Record set
***
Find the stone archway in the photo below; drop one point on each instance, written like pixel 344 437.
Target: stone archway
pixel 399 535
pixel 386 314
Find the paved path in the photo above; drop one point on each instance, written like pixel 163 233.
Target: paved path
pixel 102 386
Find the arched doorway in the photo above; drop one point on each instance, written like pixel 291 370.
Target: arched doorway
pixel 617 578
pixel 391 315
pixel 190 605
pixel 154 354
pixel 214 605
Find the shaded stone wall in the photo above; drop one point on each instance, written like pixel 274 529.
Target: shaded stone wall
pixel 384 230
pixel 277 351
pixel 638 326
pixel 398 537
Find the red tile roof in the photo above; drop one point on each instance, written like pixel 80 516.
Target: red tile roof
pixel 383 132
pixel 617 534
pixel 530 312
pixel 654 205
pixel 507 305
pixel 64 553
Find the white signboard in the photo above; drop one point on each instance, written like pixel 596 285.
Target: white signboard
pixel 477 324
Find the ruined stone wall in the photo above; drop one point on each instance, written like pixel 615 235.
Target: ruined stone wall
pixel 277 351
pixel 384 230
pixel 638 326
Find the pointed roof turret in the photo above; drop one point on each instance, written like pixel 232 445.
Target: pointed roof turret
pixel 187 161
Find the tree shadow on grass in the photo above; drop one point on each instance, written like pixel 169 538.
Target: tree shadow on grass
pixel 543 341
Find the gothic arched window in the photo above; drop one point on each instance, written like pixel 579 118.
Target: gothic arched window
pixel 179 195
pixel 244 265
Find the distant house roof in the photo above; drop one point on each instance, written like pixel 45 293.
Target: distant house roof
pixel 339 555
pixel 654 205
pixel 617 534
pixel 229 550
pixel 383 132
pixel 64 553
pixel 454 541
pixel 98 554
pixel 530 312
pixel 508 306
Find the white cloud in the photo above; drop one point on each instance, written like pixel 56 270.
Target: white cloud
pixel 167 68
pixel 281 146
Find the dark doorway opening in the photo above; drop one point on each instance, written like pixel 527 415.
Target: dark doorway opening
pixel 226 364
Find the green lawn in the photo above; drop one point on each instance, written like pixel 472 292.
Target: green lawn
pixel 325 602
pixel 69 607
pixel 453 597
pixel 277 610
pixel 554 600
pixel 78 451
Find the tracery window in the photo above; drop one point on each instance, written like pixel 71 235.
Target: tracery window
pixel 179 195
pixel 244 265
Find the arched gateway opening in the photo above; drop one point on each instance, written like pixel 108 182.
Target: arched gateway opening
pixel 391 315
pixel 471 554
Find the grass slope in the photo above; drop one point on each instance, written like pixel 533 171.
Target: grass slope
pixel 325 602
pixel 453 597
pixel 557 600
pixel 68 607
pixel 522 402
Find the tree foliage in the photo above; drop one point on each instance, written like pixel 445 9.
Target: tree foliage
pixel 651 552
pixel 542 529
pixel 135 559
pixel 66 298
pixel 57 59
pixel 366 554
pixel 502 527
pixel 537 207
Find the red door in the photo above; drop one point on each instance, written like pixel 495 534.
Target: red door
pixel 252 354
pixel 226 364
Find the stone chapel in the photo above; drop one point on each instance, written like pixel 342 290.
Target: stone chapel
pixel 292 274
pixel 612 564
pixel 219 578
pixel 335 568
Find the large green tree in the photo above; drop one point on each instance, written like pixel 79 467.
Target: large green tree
***
Look through the data above. Find each line with the string "large" and copy it.

Your solution
Find the large green tree in the photo above; drop one point on each instance, written like pixel 79 467.
Target: large green tree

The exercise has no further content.